> **Exercise goal**
Rewrite the stretch of the listing below from the line containing "[trace] weathered stone surface -> outlines" through the line containing "646L1140 602L1090 607L1076", substituting "worn rock face" for "weathered stone surface" and keeping everything else the same.

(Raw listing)
>>>

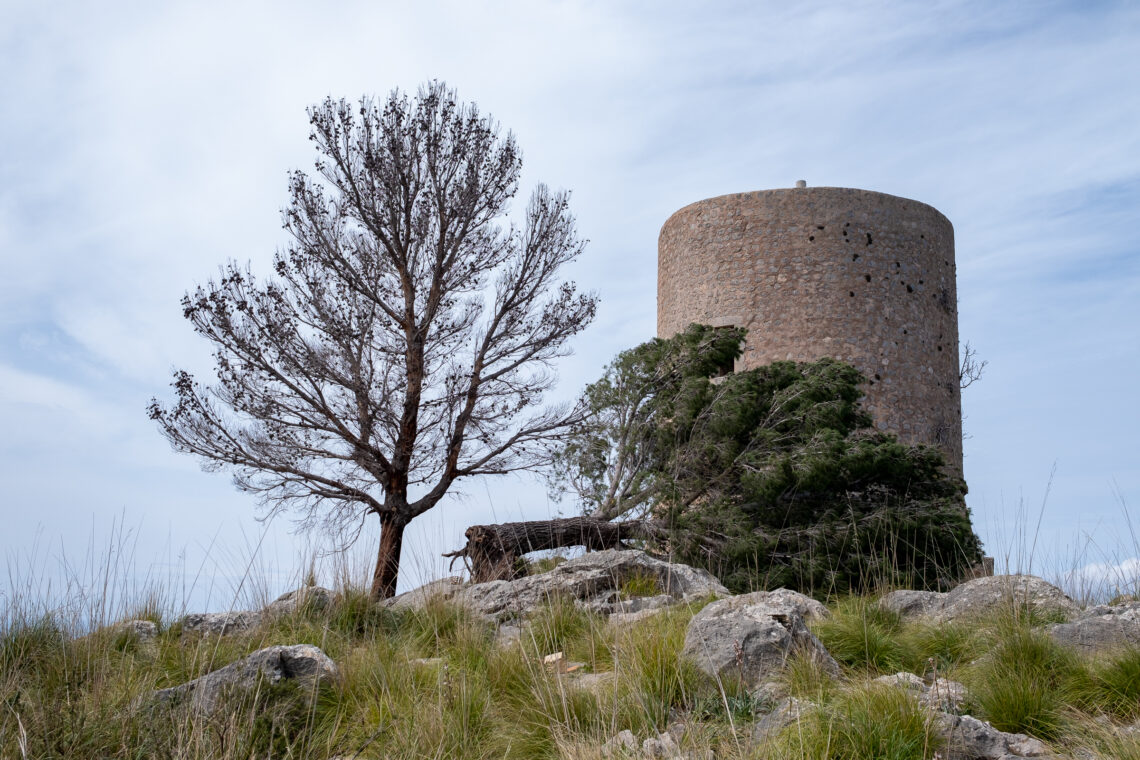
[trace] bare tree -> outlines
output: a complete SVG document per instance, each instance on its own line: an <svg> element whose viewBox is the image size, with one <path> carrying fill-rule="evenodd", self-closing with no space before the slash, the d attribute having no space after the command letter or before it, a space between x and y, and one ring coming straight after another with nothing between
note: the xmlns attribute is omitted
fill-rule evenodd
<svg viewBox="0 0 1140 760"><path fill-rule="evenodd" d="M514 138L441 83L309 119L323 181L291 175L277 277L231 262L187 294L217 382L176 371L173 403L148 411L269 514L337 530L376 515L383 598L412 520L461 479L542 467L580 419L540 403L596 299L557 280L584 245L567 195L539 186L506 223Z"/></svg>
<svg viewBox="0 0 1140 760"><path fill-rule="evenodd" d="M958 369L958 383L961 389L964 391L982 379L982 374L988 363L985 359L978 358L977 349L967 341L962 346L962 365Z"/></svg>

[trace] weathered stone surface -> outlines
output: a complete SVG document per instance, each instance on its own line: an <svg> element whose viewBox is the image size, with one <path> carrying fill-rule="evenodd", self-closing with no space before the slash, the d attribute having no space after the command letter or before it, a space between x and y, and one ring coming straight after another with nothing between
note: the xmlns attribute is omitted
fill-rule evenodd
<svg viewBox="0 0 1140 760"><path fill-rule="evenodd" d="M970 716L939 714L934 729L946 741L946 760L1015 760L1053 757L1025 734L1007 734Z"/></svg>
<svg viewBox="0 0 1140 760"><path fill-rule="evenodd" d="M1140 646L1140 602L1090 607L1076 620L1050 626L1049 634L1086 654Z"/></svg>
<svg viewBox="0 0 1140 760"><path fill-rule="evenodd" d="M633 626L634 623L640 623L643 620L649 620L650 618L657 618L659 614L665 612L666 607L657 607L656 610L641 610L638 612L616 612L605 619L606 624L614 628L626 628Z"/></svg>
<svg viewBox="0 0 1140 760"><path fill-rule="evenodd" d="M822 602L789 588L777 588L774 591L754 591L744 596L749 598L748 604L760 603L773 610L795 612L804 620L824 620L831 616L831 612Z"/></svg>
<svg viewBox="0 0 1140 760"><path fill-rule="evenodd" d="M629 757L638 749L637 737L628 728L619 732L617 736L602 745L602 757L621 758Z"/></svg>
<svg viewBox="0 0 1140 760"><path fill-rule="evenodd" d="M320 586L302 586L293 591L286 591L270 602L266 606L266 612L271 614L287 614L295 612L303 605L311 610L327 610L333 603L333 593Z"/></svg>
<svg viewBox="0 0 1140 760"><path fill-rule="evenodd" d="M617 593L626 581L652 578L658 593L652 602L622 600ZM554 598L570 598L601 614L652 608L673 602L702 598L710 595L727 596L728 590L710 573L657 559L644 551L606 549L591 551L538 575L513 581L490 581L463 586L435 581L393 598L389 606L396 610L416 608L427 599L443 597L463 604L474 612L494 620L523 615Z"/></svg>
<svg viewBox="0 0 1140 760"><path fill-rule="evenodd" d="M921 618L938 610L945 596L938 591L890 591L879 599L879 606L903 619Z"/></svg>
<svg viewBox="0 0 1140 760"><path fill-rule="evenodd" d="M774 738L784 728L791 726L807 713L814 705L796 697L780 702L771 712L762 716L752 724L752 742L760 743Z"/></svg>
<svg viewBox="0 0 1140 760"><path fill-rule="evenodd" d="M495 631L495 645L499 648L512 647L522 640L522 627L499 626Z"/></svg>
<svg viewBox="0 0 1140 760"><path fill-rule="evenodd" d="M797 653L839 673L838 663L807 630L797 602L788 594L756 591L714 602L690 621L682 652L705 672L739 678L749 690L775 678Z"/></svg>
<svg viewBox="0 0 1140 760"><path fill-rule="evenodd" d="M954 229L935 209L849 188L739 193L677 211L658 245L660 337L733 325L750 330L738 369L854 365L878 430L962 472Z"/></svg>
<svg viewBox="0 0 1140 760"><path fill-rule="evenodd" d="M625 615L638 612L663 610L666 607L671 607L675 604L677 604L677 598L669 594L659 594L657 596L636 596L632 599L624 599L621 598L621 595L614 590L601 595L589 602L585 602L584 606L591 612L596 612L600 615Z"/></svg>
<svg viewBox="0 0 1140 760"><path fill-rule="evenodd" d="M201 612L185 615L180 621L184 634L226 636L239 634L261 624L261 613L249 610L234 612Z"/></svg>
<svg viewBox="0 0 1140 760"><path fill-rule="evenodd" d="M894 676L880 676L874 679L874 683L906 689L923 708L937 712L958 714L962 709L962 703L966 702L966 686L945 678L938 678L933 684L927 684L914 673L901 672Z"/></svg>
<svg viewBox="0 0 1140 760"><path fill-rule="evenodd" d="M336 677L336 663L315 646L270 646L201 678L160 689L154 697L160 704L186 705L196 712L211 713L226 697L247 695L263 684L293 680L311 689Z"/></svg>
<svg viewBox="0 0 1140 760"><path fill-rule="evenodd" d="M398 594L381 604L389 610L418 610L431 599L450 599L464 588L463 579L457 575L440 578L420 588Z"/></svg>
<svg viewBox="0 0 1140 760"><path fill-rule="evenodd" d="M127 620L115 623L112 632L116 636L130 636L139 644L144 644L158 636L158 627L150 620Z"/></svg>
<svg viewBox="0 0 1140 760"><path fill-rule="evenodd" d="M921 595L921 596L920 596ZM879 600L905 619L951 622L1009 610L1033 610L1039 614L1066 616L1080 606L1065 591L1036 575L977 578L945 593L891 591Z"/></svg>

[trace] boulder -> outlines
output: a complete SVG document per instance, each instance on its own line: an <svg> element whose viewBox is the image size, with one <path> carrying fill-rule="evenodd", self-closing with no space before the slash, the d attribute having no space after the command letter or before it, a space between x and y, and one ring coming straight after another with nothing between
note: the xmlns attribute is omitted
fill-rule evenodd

<<<

> **Task solution**
[trace] worn rock face -> outlines
output: a complete SVG document per instance, each instance on its own line: an <svg> element whose viewBox is the image size, with one <path> carrying fill-rule="evenodd", self-closing with no space before the slash, the d attribute having no space after the command letter or before it, a space between x and y, and one ring coming straight after another with nothing between
note: the xmlns attribute is omitted
fill-rule evenodd
<svg viewBox="0 0 1140 760"><path fill-rule="evenodd" d="M970 716L939 714L934 729L946 741L946 760L1015 760L1053 757L1025 734L1007 734Z"/></svg>
<svg viewBox="0 0 1140 760"><path fill-rule="evenodd" d="M1140 646L1140 602L1090 607L1076 620L1050 626L1049 634L1086 654Z"/></svg>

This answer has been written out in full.